# AS SUAS INSTRUÇÕES
Transcreva do texto sobre o clube Fofó o trecho entre "Nada que tenha" e "de 30 anos.", ambos incluídos.

# EXCERTO DA PÁGINA

Fofó. O clube de bairro que forma craques vai modernizar-se
Paredes forradas de história, com troféus, fotografias e reportagens... prontas para serem demolidas. Dentro de dias o clube do bairro de Benfica, que anda há anos a formar grandes jogadores, vai dar um passo rumo à modernização. O projeto está em marcha e que jeito davam alguns milhares de euros dos direitos de formação do mais recente menino de ouro do Fofó: Gelson Martins. Mas a vida trocou as voltas ao carismático presidente Domingos Estanislau. O ex-leão assinou pelo Atlético Madrid a custo zero, depois de rescindir com o Sporting, e o clube que o formou ficou (para já) a arder.
Nada que tenha abalado o orgulho de ver Gelson triunfar. "Não é porque passou pelo Fofó, é porque vai ser o melhor do mundo, um segundo Ronaldo", garante Estanislau, referindo-se à última pérola do Futebol Benfica. Mas não é a única. Também Rúben Semedo (Huesca) e Ricardo Pereira (Leicester) começaram a jogar no pequeno clube de Benfica. Como Manuel Fernandes (Lokomotiv Moscovo), "embora no currículo só apareça o outro Benfica", lamenta o homem que lidera os destinos do clube há mais de 30 anos.

# DADOS EXTRAÍDOS
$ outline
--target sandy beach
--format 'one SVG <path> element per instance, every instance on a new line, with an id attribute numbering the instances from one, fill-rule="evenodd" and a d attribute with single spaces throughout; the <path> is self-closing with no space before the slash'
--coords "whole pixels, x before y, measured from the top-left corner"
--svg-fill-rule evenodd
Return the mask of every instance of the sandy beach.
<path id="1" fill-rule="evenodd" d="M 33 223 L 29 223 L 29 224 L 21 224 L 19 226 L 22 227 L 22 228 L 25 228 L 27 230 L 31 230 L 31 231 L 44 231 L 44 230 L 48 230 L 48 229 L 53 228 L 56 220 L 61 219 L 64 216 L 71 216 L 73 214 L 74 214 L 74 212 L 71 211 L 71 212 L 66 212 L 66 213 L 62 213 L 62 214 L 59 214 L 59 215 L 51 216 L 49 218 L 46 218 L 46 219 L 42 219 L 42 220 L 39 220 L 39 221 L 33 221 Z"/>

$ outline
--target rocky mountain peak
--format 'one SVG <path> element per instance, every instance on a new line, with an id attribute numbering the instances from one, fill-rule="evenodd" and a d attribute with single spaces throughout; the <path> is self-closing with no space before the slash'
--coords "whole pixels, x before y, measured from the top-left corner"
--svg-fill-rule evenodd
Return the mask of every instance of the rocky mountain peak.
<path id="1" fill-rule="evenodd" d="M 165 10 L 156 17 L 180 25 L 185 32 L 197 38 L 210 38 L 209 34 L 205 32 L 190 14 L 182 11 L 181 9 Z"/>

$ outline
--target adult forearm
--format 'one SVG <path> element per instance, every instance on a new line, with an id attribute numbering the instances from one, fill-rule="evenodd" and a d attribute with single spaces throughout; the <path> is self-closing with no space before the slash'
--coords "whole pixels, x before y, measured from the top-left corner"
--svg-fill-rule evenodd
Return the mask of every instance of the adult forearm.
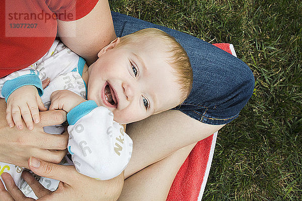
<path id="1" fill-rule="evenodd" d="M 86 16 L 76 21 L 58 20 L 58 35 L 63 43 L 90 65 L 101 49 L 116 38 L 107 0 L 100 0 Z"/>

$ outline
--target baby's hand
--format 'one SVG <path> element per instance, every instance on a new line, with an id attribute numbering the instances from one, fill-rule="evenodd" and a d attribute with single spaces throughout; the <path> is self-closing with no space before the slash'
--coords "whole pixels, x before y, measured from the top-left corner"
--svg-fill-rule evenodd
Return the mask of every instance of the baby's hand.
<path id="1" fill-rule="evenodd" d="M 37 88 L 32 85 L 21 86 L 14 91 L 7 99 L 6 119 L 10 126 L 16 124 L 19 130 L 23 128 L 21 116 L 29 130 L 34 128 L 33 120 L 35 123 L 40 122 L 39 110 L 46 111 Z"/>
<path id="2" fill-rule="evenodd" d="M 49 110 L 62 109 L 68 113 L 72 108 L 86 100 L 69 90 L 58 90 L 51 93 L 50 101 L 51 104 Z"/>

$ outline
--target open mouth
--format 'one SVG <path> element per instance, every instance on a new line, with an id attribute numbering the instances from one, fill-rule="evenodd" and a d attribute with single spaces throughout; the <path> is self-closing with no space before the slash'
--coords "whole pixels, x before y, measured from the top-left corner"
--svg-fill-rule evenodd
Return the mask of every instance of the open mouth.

# RESOLUÇÃO DO EXERCÍCIO
Nada que tenha abalado o orgulho de ver Gelson triunfar. "Não é porque passou pelo Fofó, é porque vai ser o melhor do mundo, um segundo Ronaldo", garante Estanislau, referindo-se à última pérola do Futebol Benfica. Mas não é a única. Também Rúben Semedo (Huesca) e Ricardo Pereira (Leicester) começaram a jogar no pequeno clube de Benfica. Como Manuel Fernandes (Lokomotiv Moscovo), "embora no currículo só apareça o outro Benfica", lamenta o homem que lidera os destinos do clube há mais de 30 anos.